EXERCISE AIM
Reproduce the stretch of rows from the very first line through the line containing "M38 345L34 481L91 534L252 452L150 297Z", both ends included, keeping every character unchanged.

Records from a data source
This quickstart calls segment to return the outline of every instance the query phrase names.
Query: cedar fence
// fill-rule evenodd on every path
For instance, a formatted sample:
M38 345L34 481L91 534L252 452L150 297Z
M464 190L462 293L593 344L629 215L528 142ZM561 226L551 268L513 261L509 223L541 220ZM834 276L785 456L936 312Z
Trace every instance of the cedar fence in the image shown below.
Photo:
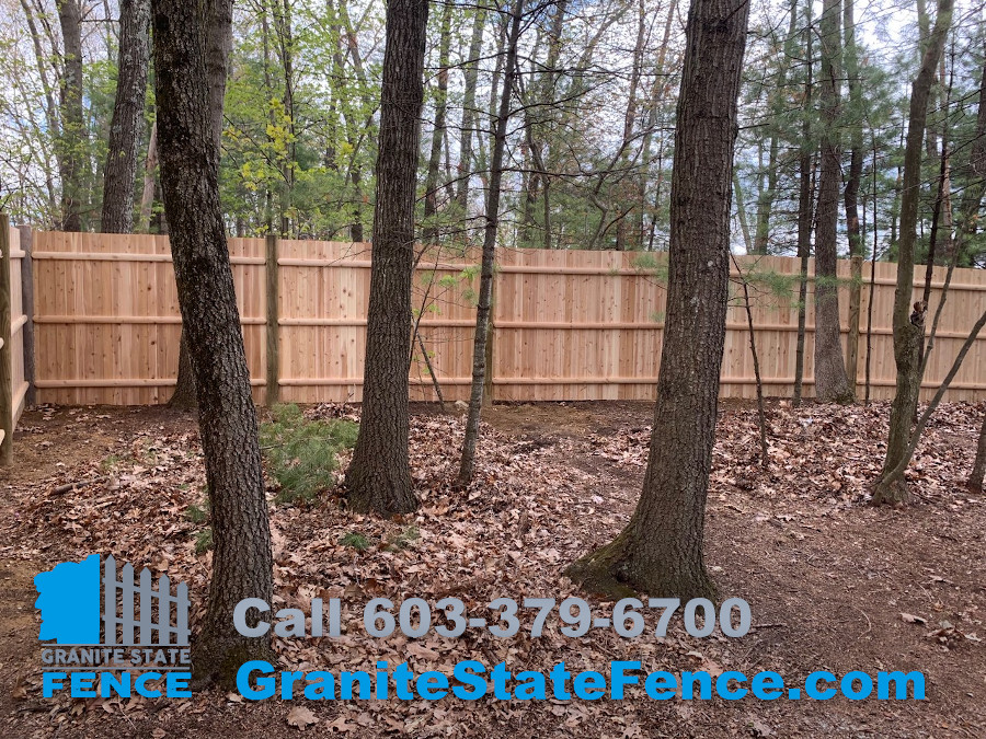
M9 234L14 317L12 403L15 417L36 388L39 403L135 405L163 403L174 385L181 317L167 236L25 231ZM282 402L360 400L369 293L369 245L277 239L230 239L237 298L254 397L267 388ZM447 252L448 250L446 250ZM493 400L653 400L666 290L661 256L620 252L502 250L494 281L489 367ZM33 270L28 319L20 308L21 263ZM796 277L788 257L740 257L753 277L753 314L768 395L793 392L798 337ZM479 254L422 255L414 279L414 315L427 359L446 400L468 397ZM270 265L270 268L268 268ZM856 346L863 393L870 263L840 262L844 349ZM892 308L896 265L879 263L872 305L871 397L890 399L896 369ZM915 300L925 267L916 269ZM810 268L810 274L813 266ZM735 268L734 268L735 274ZM935 270L936 293L944 268ZM768 284L787 284L781 293ZM853 290L852 285L857 288ZM0 286L2 289L2 286ZM937 305L932 297L932 310ZM809 286L805 396L812 395L813 297ZM851 305L850 305L851 303ZM952 278L922 396L944 377L970 326L986 310L986 272ZM850 314L859 324L850 342ZM18 317L19 316L19 317ZM930 324L930 321L929 321ZM756 384L743 307L727 315L722 396L754 397ZM25 382L25 327L33 327L36 369ZM856 332L852 332L853 334ZM414 400L435 393L420 346L411 359ZM847 351L847 361L853 362ZM986 396L986 336L976 342L952 382L949 401ZM0 362L2 363L2 362ZM28 366L30 366L28 361ZM33 402L33 399L32 399ZM0 400L0 407L2 405ZM9 436L9 435L8 435Z
M22 274L26 256L20 231L0 213L0 464L13 461L13 429L24 408L34 402L26 380L31 368L25 368L26 357L33 354L33 326L24 310L30 302L24 300L23 289L30 273Z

SOLUTION TO THE PROBLEM
This quickstart calls segment to return the outline of every instance the query phrase names.
Query: cedar fence
// fill-rule evenodd on every path
For instance, a formatted sample:
M38 345L34 481L91 534L252 452L150 297Z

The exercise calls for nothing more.